WORK TO BE COMPLETED: All records below must be retyped exactly.
(EXERCISE INPUT begins)
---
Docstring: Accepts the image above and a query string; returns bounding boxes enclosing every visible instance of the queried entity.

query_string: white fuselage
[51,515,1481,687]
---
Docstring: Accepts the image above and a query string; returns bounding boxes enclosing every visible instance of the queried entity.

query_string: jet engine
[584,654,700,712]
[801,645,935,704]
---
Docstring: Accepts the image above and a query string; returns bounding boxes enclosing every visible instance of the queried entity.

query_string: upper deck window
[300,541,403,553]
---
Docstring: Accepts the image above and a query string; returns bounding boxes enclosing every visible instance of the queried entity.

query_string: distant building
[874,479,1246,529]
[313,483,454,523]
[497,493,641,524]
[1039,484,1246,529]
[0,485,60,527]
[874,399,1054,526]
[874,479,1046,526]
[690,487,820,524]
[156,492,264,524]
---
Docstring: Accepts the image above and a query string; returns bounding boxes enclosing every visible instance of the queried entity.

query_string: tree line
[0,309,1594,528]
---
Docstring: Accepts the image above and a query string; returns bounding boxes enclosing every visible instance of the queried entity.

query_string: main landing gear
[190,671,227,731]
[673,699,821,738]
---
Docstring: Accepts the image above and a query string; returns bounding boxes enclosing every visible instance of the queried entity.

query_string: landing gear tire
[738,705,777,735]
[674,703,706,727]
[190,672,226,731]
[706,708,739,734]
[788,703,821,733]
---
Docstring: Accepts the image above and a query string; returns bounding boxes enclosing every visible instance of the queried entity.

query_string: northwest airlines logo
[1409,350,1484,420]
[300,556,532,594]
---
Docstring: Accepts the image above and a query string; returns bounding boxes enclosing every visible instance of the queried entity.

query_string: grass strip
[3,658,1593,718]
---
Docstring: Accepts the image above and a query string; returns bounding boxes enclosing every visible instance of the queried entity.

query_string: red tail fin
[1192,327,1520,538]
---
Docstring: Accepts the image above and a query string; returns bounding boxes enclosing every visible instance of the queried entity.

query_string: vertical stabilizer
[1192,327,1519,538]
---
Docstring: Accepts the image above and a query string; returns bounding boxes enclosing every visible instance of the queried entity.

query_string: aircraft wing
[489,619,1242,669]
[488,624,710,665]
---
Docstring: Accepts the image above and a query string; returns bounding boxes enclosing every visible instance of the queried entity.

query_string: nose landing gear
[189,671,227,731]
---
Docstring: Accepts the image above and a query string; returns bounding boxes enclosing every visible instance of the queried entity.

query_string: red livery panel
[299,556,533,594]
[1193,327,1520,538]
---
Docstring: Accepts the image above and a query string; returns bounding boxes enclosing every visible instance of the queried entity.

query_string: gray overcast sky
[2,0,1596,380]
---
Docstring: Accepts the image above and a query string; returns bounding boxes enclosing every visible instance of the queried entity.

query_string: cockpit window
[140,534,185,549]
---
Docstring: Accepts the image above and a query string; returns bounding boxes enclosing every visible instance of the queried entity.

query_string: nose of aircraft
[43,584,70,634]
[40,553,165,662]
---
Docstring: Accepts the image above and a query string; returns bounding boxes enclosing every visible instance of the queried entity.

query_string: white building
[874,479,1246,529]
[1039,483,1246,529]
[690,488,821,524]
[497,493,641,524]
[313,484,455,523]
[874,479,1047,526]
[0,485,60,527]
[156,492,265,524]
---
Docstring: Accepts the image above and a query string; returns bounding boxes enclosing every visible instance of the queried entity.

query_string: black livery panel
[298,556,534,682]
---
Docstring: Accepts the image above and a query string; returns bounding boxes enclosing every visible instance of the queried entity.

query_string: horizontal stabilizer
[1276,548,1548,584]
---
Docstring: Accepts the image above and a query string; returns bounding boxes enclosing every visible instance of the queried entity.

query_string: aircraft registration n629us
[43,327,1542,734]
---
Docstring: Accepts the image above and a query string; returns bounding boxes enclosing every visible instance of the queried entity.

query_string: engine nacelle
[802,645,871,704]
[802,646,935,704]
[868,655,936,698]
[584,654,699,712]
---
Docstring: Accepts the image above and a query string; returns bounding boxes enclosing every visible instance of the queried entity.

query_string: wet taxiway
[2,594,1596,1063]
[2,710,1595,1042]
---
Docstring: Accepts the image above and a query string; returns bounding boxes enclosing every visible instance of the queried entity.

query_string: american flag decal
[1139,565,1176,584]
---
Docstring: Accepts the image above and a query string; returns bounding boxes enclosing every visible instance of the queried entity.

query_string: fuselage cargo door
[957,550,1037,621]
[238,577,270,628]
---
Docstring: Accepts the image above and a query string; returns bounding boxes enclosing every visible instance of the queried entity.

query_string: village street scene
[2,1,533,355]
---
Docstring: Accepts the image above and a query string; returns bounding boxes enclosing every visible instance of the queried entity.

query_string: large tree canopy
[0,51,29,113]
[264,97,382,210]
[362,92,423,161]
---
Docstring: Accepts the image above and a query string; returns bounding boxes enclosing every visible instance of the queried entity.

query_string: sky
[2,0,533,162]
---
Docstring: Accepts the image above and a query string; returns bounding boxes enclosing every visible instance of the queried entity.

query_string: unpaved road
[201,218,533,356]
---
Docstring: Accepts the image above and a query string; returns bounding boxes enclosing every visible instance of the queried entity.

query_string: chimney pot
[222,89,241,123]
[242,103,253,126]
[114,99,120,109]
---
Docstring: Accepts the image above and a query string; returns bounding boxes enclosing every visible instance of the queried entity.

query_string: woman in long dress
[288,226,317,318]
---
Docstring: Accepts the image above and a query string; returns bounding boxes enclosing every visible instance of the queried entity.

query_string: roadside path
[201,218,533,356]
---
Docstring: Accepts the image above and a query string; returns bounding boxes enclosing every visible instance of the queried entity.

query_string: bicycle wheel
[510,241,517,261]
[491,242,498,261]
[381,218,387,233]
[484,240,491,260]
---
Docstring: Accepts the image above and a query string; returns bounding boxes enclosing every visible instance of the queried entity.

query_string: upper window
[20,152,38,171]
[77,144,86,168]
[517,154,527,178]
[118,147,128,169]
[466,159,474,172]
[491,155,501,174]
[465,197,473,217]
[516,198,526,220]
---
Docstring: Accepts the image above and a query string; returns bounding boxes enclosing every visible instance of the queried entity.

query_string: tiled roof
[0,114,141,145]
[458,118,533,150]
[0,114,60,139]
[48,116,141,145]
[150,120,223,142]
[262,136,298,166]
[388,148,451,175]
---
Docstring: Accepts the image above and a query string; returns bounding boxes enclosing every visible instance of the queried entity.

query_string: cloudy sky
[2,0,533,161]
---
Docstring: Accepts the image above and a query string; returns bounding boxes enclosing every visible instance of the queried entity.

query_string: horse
(EXERCISE INPUT ends)
RESULT FOR THIS TASK:
---
Docstring: Accepts the image above and a query string; returns bounding boxes enclosing every visible instance of the queried entity.

query_string: white fuselage
[51,515,1481,687]
---
Docstring: Accepts the image above and a query string; returns bounding boxes enclosing every visible instance of the queried entity.

query_string: jet engine
[584,654,700,712]
[801,645,935,704]
---
Docstring: Accepts the image above and a query string; returns bounding boxes enclosing every visible instance of the queried entity.

query_string: upper deck window
[300,541,403,553]
---
Docstring: Accepts the image above and a query string; returns bounding boxes enclosing every visible instance of the queried entity.

query_string: distant building
[874,479,1246,529]
[313,483,454,523]
[497,493,641,524]
[1039,484,1246,529]
[0,485,60,527]
[874,399,1054,526]
[874,479,1046,526]
[690,487,820,524]
[156,492,264,524]
---
Docstring: Accepts the image above and a query string; returns bounding boxes enclosing every visible instance of the queried entity.

query_string: tree line
[0,309,1594,528]
---
Docstring: Accepts the image above and a query string; returns bounding boxes enclosing every visible instance of the queried entity.

query_string: main landing gear
[190,671,227,731]
[673,699,821,738]
---
Docstring: Accepts the image above and a query string; returns bounding boxes enclosing every visible instance of the queried entity.

query_string: landing gear tire
[738,705,777,735]
[674,703,706,727]
[190,672,226,731]
[706,708,739,734]
[788,703,821,733]
---
Docstring: Accepts the image above and a query string; returns bounding boxes enclosing every visible instance of the queried entity.

query_string: northwest airlines logo
[1409,350,1484,420]
[300,556,532,594]
---
Docstring: Accepts the image above and a query string; returns bounding boxes enclosing every visible instance of the queried entity.

query_string: grass strip
[3,658,1593,718]
---
Docstring: Accepts the image above and a query string; returns bounding boxes enclosing every visible instance of the queried entity.

query_string: red tail fin
[1192,327,1520,538]
---
Docstring: Accepts the image above and a query string; returns bounding boxes enclosing every visible instance of the queried entity.

query_string: vertical stabilizer
[1192,327,1519,538]
---
Docstring: Accepts the image above and a query string; returns bounding boxes enclosing every visible instance of the queried entity.

query_string: aircraft wing
[489,619,1242,669]
[488,624,710,665]
---
Docstring: Accepts the image above and a query string; returns bounding boxes enclosing every visible instance of the queried entity.

query_string: nose landing gear
[189,671,227,731]
---
Docstring: Accepts the image above and a query string; returns bounding boxes enclosing every visible instance of the queried entity.

query_string: red livery panel
[299,556,533,594]
[1193,327,1520,538]
---
Docstring: Accepts the image above and a query string; returns bounding boxes enclosing every visible instance of the queried entity.

query_string: gray overcast sky
[2,0,1596,380]
---
Docstring: Accepts the image above and a query string; returns bounding boxes enclosing every visible instance of the queried entity.

query_string: cockpit window
[140,534,185,549]
---
Docstring: Accepts the image above and a query string; returns bounding boxes enclosing every visible instance of the queried entity.

query_string: nose of aircraft
[43,584,70,634]
[40,553,165,662]
---
Docstring: Accepts the image above and a query string; returns bounding boxes enclosing every visible instance of the queried entity.

query_string: white building
[874,479,1246,529]
[1039,483,1246,529]
[690,488,821,524]
[497,493,641,524]
[313,484,455,523]
[874,479,1047,526]
[0,485,60,527]
[156,492,265,524]
---
Docstring: Accepts the image above and a query string; returns bounding boxes enclosing every visible instance of the queried entity.

query_string: black livery panel
[298,556,534,682]
---
Docstring: Accepts the image above and a query string; returns bounding boxes enclosing every visible instance of the queried entity.

query_string: horizontal stabilizer
[1276,548,1548,584]
---
Docstring: Accepts the image above and a query string; returns bounding boxes enclosing every visible instance of the queried entity.

query_string: aircraft registration n629us
[43,327,1542,734]
---
Docstring: Accepts the image above and a query string; returns bounding boxes enclosing every visible instance of the queried entity.

query_string: engine nacelle
[802,645,871,704]
[802,646,935,704]
[868,655,936,698]
[584,654,699,712]
---
Docstring: Accepts the image above and a query string; returns bounding boxes enclosing every visible instance of the queried entity.

query_string: wet taxiway
[2,594,1596,1063]
[2,710,1595,1042]
---
Docstring: Accepts the image above and a query string; returns bounding boxes enclosing every visible instance of the queried entity.

query_string: american flag decal
[1139,565,1176,584]
---
Docstring: Accepts the image above and a query string; returns bounding boxes enclosing every visible instance of the queried entity.

query_string: fuselage cargo door
[957,550,1037,621]
[238,577,270,628]
---
Docstring: Accepts the image above and a query string; returns bounding boxes enclosing every visible instance of the queried entity.

query_string: village street scene
[2,1,533,355]
---
Docstring: Accepts the image above and a query string; returns bounding boxes enclosing every visible instance of the queried entity.

query_string: large tree canopy
[0,51,29,113]
[264,97,382,210]
[362,92,423,161]
---
Docstring: Accepts the image above and a query string; returns bounding boxes enclosing every visible instance of the queried entity.

query_string: sky
[2,0,533,162]
---
Docstring: Accepts the image above and a query string; returns bounding boxes enclosing every visible instance of the queried entity.

query_string: unpaved road
[201,218,533,356]
---
Docstring: Accepts the image above and a query string; returns bounding boxes enclosing every visible instance of the queried entity.

query_string: chimney pot
[222,89,241,123]
[242,103,253,126]
[114,99,120,109]
---
Docstring: Accepts the image above and a query string; returns bounding boxes enclosing every visible instance of the queried entity.

query_string: woman in long dress
[288,226,317,318]
---
Docstring: Accepts the image above and a query string; returns bounding boxes enclosing every visible instance of the queried entity.

query_string: roadside path
[201,218,533,356]
---
Docstring: Accepts the image above and a query string; returns bounding boxes enclosing every visible instance of the queried entity.

query_string: bicycle wheel
[510,241,517,261]
[491,242,498,261]
[381,218,387,233]
[484,240,491,260]
---
Docstring: Accepts the image above and a query string; returns bounding boxes enclosing every visible instance of the queried entity.

query_string: upper window
[20,152,38,171]
[77,144,86,168]
[517,154,527,178]
[118,147,128,169]
[466,159,474,172]
[491,155,501,174]
[465,197,473,217]
[516,198,526,220]
---
Docstring: Accepts the image above and a query string; returns bounding boxes enclosing every visible instance of the queried entity.

query_string: tiled roof
[0,114,141,145]
[458,118,533,150]
[0,114,60,139]
[48,116,141,145]
[150,120,223,142]
[262,136,298,166]
[388,148,451,175]
---
Docstring: Accepts the image above and a query string; returns bounding boxes enclosing every visible instance of the queried entity.

query_string: cloudy sky
[2,0,533,161]
---
Docstring: Accepts the image above and a query string; returns bounding boxes enclosing every visible instance of the queried entity.

query_string: horse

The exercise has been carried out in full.